• [Actions to take]
• 1. Decide whether each statement below agrees with the commentary on Frank Luntz's vaccine proposal. Answer yes or no for each, quoting the words of the commentary that settle it. (a) Don Lemon is described as expecting Trump to accept Biden's offer. (b) Trump endorsed the vaccines during his speech at CPAC. (c) Every Trump voter in Luntz's March focus group said they would trust their doctor's opinion on the vaccine more than Trump's.
• 2. Extend the commentary on Frank Luntz's vaccine proposal, starting right after its final sentence.

• [Excerpt provided]
━━━
Frank Luntz: It's time for Biden to publicly call on Trump to join him in the vaccination effort

Not gonna work, as Luntz himself admits to Don Lemon. You can’t have a bipartisan vaccine effort when the former guy is accusing the current guy every day of having stolen his job. And Lemon’s right that Trump would probably gloat over the offer rather than accept it.

Not gonna matter either, even if it happened. Luntz argues that giving credit to Trump for Operation Warp Speed and putting public pressure on him to push vaccinations might lead him to speak out more in favor of the vaccines, softening up resistance on the populist right. But Trump has already endorsed the vaccines several times, including during his speech at CPAC this winter. There’s no reason to think that endorsing them again would move the needle. (If anything, it might lead some hardcore anti-vax MAGA voters to resent him, a possibility he’s doubtless aware of.) In fact, one of Luntz’s own focus groups demonstrated how little influence Trump has on this topic. When he asked a group of 19 Trump voters back in March whether they’d trust the former president’s opinion on the vaccine or their doctor’s more, all 19 said their doctor.
━━━
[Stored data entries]

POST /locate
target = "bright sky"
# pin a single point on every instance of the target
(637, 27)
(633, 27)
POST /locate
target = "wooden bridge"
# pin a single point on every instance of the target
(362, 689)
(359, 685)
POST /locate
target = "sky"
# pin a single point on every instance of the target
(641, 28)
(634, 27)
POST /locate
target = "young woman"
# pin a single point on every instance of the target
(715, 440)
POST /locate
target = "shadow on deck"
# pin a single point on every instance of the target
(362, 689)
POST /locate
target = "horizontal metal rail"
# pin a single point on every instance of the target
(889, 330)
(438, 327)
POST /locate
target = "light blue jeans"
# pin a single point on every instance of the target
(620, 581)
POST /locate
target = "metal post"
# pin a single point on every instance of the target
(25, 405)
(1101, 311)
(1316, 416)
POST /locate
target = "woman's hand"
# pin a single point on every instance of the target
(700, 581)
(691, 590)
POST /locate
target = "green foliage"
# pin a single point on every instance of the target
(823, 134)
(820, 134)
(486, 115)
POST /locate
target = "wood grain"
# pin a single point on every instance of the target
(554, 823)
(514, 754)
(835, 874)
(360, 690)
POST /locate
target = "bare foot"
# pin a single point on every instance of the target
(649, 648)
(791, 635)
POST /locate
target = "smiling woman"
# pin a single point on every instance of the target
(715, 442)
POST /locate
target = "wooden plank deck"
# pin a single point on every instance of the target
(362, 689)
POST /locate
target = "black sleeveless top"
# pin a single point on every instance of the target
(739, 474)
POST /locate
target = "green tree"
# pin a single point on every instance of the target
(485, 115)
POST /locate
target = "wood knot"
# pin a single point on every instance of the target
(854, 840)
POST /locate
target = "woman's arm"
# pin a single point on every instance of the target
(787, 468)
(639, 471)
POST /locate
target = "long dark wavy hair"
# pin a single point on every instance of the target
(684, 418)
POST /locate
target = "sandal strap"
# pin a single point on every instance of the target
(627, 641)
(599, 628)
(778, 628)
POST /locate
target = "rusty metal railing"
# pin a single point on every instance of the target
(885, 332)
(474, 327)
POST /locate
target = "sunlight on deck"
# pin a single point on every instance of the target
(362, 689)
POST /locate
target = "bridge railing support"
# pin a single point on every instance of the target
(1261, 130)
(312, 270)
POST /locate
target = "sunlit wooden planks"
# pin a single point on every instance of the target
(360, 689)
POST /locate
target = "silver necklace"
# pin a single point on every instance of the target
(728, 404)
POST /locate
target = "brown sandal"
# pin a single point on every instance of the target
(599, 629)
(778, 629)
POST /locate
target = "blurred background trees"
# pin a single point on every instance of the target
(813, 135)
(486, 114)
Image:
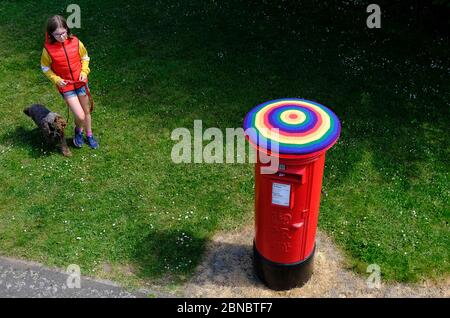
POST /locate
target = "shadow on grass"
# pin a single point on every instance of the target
(227, 265)
(170, 254)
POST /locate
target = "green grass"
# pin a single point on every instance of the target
(159, 66)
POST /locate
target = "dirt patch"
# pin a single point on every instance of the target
(227, 271)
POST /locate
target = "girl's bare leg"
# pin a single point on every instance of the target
(77, 110)
(84, 102)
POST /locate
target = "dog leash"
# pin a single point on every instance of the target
(88, 93)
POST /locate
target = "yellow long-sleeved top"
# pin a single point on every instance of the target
(46, 64)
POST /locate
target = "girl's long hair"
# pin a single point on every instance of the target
(55, 22)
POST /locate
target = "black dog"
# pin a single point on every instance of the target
(52, 126)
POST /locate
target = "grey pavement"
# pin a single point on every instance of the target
(20, 279)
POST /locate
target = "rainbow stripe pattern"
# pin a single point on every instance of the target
(298, 126)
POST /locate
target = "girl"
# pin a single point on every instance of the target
(64, 58)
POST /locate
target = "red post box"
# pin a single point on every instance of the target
(295, 133)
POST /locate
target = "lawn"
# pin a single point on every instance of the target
(159, 66)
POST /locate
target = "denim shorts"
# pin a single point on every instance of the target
(76, 92)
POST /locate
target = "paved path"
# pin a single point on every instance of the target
(26, 279)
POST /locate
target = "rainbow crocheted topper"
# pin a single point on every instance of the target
(299, 126)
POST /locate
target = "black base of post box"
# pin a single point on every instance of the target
(278, 276)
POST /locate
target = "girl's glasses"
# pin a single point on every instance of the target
(59, 35)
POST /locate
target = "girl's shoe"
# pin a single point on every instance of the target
(92, 142)
(78, 139)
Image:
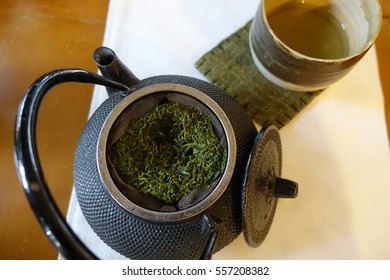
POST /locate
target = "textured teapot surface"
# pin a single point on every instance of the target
(242, 198)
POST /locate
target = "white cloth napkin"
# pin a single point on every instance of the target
(336, 148)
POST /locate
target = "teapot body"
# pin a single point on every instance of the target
(138, 237)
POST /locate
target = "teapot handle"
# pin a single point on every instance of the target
(29, 167)
(30, 171)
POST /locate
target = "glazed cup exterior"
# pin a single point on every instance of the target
(295, 71)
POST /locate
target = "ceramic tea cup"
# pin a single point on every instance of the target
(306, 45)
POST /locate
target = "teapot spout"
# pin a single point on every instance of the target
(113, 68)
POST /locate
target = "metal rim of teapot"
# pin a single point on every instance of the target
(200, 207)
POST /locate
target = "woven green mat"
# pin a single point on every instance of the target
(229, 66)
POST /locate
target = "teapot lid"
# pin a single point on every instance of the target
(263, 186)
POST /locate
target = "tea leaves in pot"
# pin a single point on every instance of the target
(169, 152)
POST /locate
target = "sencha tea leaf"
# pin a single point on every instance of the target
(169, 152)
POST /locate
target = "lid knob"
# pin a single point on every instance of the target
(285, 188)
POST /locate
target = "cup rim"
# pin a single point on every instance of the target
(299, 55)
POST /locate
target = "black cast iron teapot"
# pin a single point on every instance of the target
(242, 199)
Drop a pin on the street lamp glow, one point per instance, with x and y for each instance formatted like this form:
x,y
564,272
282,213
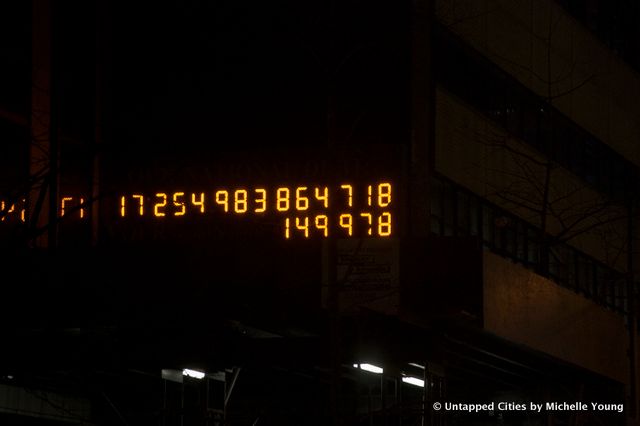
━━━
• [Responses by task]
• 1.
(a) No: "Lemon’s right that Trump would probably gloat over the offer rather than accept it."
(b) Yes: "Trump has already endorsed the vaccines several times, including during his speech at CPAC this winter."
(c) Yes: "all 19 said their doctor."

• 2.
Can’t fault Luntz for kitchen-sinking it with his proposal, though. He’s exasperated at how many stubborn vaccine holdouts remain, even with a hyper-contagious variant spreading, so he’s floating anything he can think of that might theoretically make a difference. L.A. County did the same thing by reinstating its indoor mask mandate. Mask mandates work at the margins, if at all, to reduce infections but the experts are desperate to slow Delta down as it runs wild and that’s all they can think to do right now. Watch, then read on.

Are new lockdowns on the horizon? Janet Yellen says yes, another desperate proposal. I say no:

The problem with lockdowns is that the communities that would most benefit from them are also the communities least likely to order them. Lockdowns are hard to justify in places with high rates of vaccination and easy to justify in places with low rates, but the latter tend to be rural and red and therefore resistant to all sorts of precautions against COVID. If they’re unwilling to get vaccinated or to mask up, they’re surely not going to tolerate another round of business closures from their local Republican leaders.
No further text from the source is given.